ACTION ITEM: Once the pictures are set aside, repeat all of the data below exactly.
╭──
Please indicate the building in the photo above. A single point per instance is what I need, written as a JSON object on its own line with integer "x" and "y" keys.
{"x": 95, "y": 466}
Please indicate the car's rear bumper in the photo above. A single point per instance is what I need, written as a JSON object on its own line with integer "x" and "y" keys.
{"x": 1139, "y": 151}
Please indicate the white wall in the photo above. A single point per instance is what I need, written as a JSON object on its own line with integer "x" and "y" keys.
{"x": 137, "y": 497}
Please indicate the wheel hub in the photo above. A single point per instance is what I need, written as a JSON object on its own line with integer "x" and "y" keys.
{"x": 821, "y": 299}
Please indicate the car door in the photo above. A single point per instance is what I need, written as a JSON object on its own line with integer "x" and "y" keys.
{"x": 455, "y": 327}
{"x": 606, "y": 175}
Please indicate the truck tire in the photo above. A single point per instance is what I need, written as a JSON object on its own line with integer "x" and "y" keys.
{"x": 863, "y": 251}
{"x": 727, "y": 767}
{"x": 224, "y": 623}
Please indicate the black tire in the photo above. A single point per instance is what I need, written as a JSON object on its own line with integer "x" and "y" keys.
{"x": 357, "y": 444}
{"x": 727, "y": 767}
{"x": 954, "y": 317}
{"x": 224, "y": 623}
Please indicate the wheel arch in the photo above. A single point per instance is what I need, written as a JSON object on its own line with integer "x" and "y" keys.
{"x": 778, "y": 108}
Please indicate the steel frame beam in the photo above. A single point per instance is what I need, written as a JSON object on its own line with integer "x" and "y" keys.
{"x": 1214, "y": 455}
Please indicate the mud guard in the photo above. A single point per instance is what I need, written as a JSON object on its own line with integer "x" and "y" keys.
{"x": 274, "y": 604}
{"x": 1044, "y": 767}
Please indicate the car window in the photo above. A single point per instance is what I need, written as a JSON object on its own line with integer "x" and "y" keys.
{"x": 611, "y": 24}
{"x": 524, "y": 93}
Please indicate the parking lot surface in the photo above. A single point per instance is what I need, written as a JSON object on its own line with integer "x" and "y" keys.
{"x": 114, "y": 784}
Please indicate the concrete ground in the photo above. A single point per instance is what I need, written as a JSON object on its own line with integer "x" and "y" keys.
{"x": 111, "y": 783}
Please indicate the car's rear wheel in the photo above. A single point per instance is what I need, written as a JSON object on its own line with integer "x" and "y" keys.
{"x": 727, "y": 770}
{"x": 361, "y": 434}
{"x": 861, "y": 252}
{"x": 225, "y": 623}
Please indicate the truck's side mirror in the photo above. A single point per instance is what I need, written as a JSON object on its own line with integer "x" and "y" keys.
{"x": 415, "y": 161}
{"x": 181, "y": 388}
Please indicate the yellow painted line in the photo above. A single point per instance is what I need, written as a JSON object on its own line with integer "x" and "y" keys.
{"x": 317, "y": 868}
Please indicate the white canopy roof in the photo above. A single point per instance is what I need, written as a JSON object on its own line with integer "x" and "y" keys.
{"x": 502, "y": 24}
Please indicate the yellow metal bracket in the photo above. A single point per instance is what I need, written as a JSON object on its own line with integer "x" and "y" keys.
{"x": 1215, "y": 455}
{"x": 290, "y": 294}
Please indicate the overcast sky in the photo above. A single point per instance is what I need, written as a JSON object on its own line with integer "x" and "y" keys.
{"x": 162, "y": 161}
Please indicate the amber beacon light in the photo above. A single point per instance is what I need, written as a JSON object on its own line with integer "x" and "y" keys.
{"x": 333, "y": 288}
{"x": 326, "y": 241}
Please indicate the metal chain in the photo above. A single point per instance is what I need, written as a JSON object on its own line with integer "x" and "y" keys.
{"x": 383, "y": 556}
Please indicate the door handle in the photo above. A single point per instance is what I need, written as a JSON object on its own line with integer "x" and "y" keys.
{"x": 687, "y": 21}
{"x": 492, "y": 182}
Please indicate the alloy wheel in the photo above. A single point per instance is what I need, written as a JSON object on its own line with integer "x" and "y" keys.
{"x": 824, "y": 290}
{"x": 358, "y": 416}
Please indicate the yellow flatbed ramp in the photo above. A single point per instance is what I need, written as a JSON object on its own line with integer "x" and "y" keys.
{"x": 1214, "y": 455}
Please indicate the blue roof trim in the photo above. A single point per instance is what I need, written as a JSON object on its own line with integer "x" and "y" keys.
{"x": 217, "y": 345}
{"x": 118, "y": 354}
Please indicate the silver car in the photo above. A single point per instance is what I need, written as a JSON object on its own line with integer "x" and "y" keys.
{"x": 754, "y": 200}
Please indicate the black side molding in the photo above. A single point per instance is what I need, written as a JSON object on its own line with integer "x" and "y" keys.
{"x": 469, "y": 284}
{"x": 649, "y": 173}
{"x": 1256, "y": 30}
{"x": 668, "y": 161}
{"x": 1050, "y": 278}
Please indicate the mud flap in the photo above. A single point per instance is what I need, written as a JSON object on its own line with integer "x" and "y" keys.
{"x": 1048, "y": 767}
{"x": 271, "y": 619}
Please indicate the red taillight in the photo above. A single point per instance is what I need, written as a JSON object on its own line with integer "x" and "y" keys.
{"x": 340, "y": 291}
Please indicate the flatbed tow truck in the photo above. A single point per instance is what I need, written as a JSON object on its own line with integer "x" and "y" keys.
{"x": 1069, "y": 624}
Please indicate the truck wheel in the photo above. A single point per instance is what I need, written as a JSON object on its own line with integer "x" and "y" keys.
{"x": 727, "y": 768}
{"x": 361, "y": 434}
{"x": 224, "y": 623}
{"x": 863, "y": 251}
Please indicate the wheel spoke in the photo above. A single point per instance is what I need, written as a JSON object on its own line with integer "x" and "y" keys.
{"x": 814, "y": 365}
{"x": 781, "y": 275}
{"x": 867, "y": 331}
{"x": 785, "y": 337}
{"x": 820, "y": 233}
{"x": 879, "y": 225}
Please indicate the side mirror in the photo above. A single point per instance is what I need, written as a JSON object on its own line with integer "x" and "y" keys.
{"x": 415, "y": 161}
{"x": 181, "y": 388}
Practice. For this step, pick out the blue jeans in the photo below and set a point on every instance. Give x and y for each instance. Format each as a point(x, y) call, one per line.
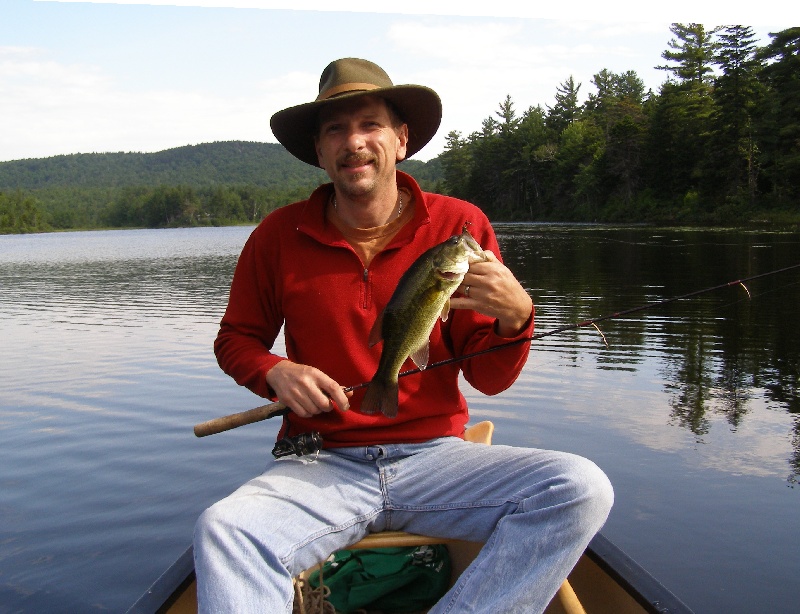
point(536, 511)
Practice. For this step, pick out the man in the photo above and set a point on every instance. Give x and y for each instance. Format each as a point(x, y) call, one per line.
point(323, 269)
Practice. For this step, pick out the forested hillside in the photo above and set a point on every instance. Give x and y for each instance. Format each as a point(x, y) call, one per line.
point(213, 183)
point(719, 143)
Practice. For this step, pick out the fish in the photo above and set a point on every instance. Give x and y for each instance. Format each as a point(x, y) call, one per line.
point(421, 297)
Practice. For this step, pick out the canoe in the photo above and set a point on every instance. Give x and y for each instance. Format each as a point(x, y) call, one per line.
point(605, 581)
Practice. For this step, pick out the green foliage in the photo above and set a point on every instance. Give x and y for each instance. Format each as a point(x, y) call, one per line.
point(708, 148)
point(718, 143)
point(20, 214)
point(210, 184)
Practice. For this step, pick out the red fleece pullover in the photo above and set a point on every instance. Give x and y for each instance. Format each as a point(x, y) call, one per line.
point(298, 271)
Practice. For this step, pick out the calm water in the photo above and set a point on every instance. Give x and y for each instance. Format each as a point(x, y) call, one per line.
point(692, 408)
╰──
COMPLETED EXERCISE:
Please indicate the building in the photo above. A single point per instance is what I need, written as a JSON object on its own line with integer "x" and "y" keys.
{"x": 95, "y": 466}
Please indicate the car's rear bumper in the photo above. A single point per instance is what I need, written as a JSON object on its own line with integer "x" and "y" keys.
{"x": 1139, "y": 151}
Please indicate the white wall in the photo above. A single point per instance is what I need, written as a JSON object on its own line with integer "x" and "y" keys.
{"x": 137, "y": 497}
Please indicate the wheel hub in the photo above. A single point per instance is what I need, written as a JSON object on its own line with integer "x" and "y" keys.
{"x": 821, "y": 299}
Please indicate the car door in the photo above. A single point per instance is what I need, written as a JSON object on its own line with integer "x" and "y" keys.
{"x": 455, "y": 327}
{"x": 606, "y": 175}
Please indicate the truck tire in the photo above. A single point per instance is what I need, written as a JSON object on its own line with integer "x" and "y" keys.
{"x": 863, "y": 251}
{"x": 727, "y": 767}
{"x": 224, "y": 623}
Please indicate the black tire in the photo above. A single point per instance is what I need, written as a JSON object on its own line with integer "x" and "y" keys.
{"x": 357, "y": 444}
{"x": 727, "y": 767}
{"x": 954, "y": 317}
{"x": 224, "y": 623}
Please indicate the wheel arch in the photo above. A single point per instance is what I need, written as a JSON object on its own line with integer "x" and "y" keys.
{"x": 778, "y": 108}
Please indicate the steel frame beam in the photo above. A single point per instance is what I need, written as a JSON object on its own line with integer "x" and "y" keys.
{"x": 1214, "y": 455}
Please indicate the mud guard in the photo above. A single point per instance is what I need, written as a JSON object on its own line with integer "x" and "y" keys.
{"x": 274, "y": 604}
{"x": 1044, "y": 767}
Please indicate the car window in the photo above. A single point per instance is what I need, written as a JSON object on its own line with integer "x" and "y" keys.
{"x": 611, "y": 24}
{"x": 524, "y": 93}
Please indicate the parking lot surface in the photo above. A single point per instance is what I need, written as a JSON object on its own line with integer "x" and "y" keys.
{"x": 114, "y": 784}
Please indicate the concrete ground in the photo above. A single point per instance is what I need, written as a JSON object on its own line with integer "x" and "y" keys.
{"x": 111, "y": 783}
Please indicate the car's rear wheel in the photo above. A single point per instance is what I need, written as a JSON object on its own line with integer "x" and "y" keys.
{"x": 727, "y": 770}
{"x": 361, "y": 434}
{"x": 861, "y": 252}
{"x": 225, "y": 623}
Please indicate the truck's side mirror in the photo above. A single point per instance is what I need, written as a JSON object on its own line with integer "x" and "y" keys.
{"x": 415, "y": 161}
{"x": 181, "y": 388}
Please indicate the yellow painted line in the photo above. A single point per instance is what I need, written as a JSON object on its own line with integer "x" and "y" keys.
{"x": 317, "y": 868}
Please indicate the white canopy roof in the photo above. A single point per instance is what I need, written as a JSON object on its own line with integer "x" and "y" keys.
{"x": 502, "y": 24}
Please indicate the yellow metal bracket in the photo above. A single point per instance is what I need, written as a JSON object on its own line with integer "x" and "y" keys.
{"x": 1215, "y": 455}
{"x": 290, "y": 294}
Please indicate the overcast sky in the photo above. A single point per instance is what I need, written as a JSON object on its own line with integer "x" and "y" keys.
{"x": 162, "y": 161}
Please indicate the amber beacon light in the photo above. A single point per instance is what I need, written as a JSON object on its own line with integer "x" and "y" keys.
{"x": 333, "y": 288}
{"x": 326, "y": 241}
Please indicate the metal chain in the photo above. A single point per instance is what I need, written as a JSON object on its own line with integer "x" and "y" keys.
{"x": 383, "y": 556}
Please indicate the door handle in the photo above. A single point per instance is what I need, written as a JSON object on its own line with integer "x" and "y" keys.
{"x": 687, "y": 21}
{"x": 492, "y": 182}
Please indicate the alloy wheel in the photo above. A single point per instance is what I need, written as a JSON object on its own line with integer "x" and "y" keys.
{"x": 824, "y": 290}
{"x": 358, "y": 416}
Please indicate the yellow flatbed ramp in the photo above. A single point per instance is what I need, written as a JSON object on its own line with integer "x" and "y" keys.
{"x": 1214, "y": 455}
Please indicate the blue roof trim in the photo above. A single point per instance is what I need, written as a JSON object on its own line with integer "x" and "y" keys.
{"x": 217, "y": 345}
{"x": 118, "y": 354}
Please indicate the silver car in the photo above. A single point per instance is what I need, written as a JSON object on its own line with integer "x" and "y" keys.
{"x": 754, "y": 200}
Please indicate the black side molding in the photo above. A single point per instance is what I need, written as a JSON object on its own line with integer "x" and "y" keys.
{"x": 469, "y": 284}
{"x": 649, "y": 173}
{"x": 1256, "y": 30}
{"x": 668, "y": 161}
{"x": 1050, "y": 278}
Please indicate the mud flap in the photo above. A single point per instance is what I need, written as a JSON object on its own line with integer "x" and "y" keys.
{"x": 1048, "y": 767}
{"x": 271, "y": 619}
Please indicate the red taillight in the photo above. A single point per instance is what I need, written as a JSON object on its own line with integer "x" and "y" keys.
{"x": 340, "y": 291}
Please indicate the flatbed tow truck in the photo above. A single point per instance is what I need, written as a JSON object on its own line with integer "x" and "y" keys.
{"x": 1069, "y": 624}
Please indicate the truck wheel in the photo above. A single point per instance is what I need, written as a JSON object on its own line with integer "x" and "y" keys.
{"x": 727, "y": 768}
{"x": 361, "y": 434}
{"x": 224, "y": 623}
{"x": 863, "y": 251}
Please indicate the wheel spoke in the photo above. A single point per instance is what I need, written as a JSON object on its own line with integer "x" and "y" keys.
{"x": 814, "y": 365}
{"x": 781, "y": 275}
{"x": 867, "y": 331}
{"x": 785, "y": 337}
{"x": 820, "y": 233}
{"x": 879, "y": 225}
Please indicate the side mirror in the photo above. A single point per instance is what I need, written as a JSON object on its own line with integer "x" and "y" keys.
{"x": 415, "y": 161}
{"x": 181, "y": 388}
Practice. For this step, pick out the blue jeans in the photo below and set a point on every instance. Give x and y for each instance. Format each as a point(x, y) call, one per line.
point(536, 511)
Practice. For this step, pick out the man in the photo above and set a point on every instance. Give x and y for each instance. Format each as a point(x, y) call, one per line.
point(323, 269)
Practice. For this step, pick out the forested hillside in the photo above and set a point on every instance. Give x and y for each instance. Format each as a point(x, y) call, one per line.
point(213, 183)
point(719, 143)
Practice. For this step, pick out the fish in the photo above and set a point on every instance. Give x and y for each instance. Format each as a point(x, y) call, one per line.
point(421, 297)
Practice. For this step, pick out the canoe in the photo above and set a point on every instance. Give x and y for each instance. Format each as a point(x, y) call, one per line.
point(605, 581)
Practice. For this step, pick out the green foliage in the photo above and set a point on every instance. Give x and y for each instance. Format each as a point(x, y) call, one per line.
point(708, 148)
point(718, 143)
point(20, 214)
point(210, 184)
Practice. For this step, pick out the red fleece pullover in the photo above and set a point on every instance. Give x and y for each instance. Format each as a point(x, y) call, one per line.
point(298, 271)
Practice. For this step, pick out the calm water in the photo above and set a point on every instance. Give x and y for each instance. Format each as a point(x, y) call, one per line.
point(692, 408)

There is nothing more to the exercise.